§ **ZAPISANE WIERSZE**:
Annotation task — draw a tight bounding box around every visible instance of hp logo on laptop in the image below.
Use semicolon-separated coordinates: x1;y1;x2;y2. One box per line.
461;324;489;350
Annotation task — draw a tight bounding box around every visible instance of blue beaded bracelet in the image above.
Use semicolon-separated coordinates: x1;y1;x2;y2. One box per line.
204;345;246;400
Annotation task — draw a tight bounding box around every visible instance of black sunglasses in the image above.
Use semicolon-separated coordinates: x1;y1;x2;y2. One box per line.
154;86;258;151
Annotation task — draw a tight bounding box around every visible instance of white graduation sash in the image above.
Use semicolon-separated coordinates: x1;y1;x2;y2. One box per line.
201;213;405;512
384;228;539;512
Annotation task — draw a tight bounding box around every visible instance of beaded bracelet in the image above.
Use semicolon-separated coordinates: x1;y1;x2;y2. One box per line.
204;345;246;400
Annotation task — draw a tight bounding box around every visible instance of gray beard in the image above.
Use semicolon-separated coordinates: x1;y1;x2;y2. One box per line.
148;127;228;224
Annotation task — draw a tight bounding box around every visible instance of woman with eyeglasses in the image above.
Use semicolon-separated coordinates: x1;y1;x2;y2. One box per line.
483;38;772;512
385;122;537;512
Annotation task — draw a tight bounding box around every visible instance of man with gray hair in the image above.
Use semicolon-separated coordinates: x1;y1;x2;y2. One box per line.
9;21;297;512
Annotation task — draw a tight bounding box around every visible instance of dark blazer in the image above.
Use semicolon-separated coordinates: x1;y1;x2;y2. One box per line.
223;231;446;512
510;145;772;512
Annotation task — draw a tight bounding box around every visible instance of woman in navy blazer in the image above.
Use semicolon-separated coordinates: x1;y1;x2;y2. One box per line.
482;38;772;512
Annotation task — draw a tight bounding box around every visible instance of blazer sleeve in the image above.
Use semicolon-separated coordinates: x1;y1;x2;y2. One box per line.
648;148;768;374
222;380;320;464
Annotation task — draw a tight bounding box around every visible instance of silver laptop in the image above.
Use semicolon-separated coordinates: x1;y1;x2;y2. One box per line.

§ **ZADANIE**: Przedstaw, proszę, wszystkie powyższe rekordy jako tabelę Markdown z kolumnami „Nr” (numer wiersza) i „Treść” (sam wiersz), z pominięciem pustych wierszy.

§ **ODPOWIEDŹ PONIŻEJ**:
| Nr | Treść |
|---|---|
| 1 | Annotation task — draw a tight bounding box around every visible instance of hp logo on laptop in the image below. |
| 2 | Use semicolon-separated coordinates: x1;y1;x2;y2. One box per line. |
| 3 | 461;324;489;350 |
| 4 | Annotation task — draw a tight bounding box around every visible instance of blue beaded bracelet in the image above. |
| 5 | Use semicolon-separated coordinates: x1;y1;x2;y2. One box per line. |
| 6 | 204;345;246;400 |
| 7 | Annotation task — draw a tight bounding box around every visible instance of black sunglasses in the image above. |
| 8 | Use semicolon-separated coordinates: x1;y1;x2;y2. One box per line. |
| 9 | 154;86;258;151 |
| 10 | Annotation task — draw a tight bounding box around every visible instance of white graduation sash in the image above. |
| 11 | Use semicolon-separated coordinates: x1;y1;x2;y2. One box per line. |
| 12 | 201;213;405;512 |
| 13 | 384;228;539;512 |
| 14 | Annotation task — draw a tight bounding box around every visible instance of beaded bracelet in the image above. |
| 15 | Use semicolon-separated coordinates: x1;y1;x2;y2. One box per line. |
| 16 | 204;345;246;400 |
| 17 | Annotation task — draw a tight bounding box around every visible instance of gray beard in the image above. |
| 18 | Use semicolon-separated coordinates: x1;y1;x2;y2. One box per line. |
| 19 | 148;127;228;224 |
| 20 | Annotation task — draw a tight bounding box around every visible instance of woman with eyeglasses in the image above. |
| 21 | Use semicolon-separated coordinates: x1;y1;x2;y2. One box per line. |
| 22 | 483;38;772;512 |
| 23 | 385;122;537;512 |
| 24 | Annotation task — draw a tight bounding box around every visible instance of man with gray hair in the image above. |
| 25 | Use semicolon-separated coordinates: x1;y1;x2;y2. One box per line. |
| 26 | 9;21;297;512 |
| 27 | Annotation task — draw a tight bounding box around every visible instance of dark blazer in the image above. |
| 28 | Use semicolon-separated coordinates: x1;y1;x2;y2. One box per line. |
| 29 | 223;231;446;512 |
| 30 | 510;145;772;512 |
| 31 | Annotation task — draw a tight bounding box around every visible instance of woman in navy blazer in the image above. |
| 32 | Use semicolon-separated coordinates: x1;y1;x2;y2. One box per line. |
| 33 | 482;38;772;512 |
| 34 | Annotation task — draw a tight bounding box around every visible instance of blazer sleeve in the image above. |
| 35 | Use semicolon-separated coordinates: x1;y1;x2;y2. One box per line. |
| 36 | 648;148;768;374 |
| 37 | 222;380;320;464 |
| 38 | Annotation task — draw a tight bounding box around every visible instance of silver laptop in the image above. |
| 39 | Use semicolon-separated coordinates: x1;y1;x2;y2. One box per line. |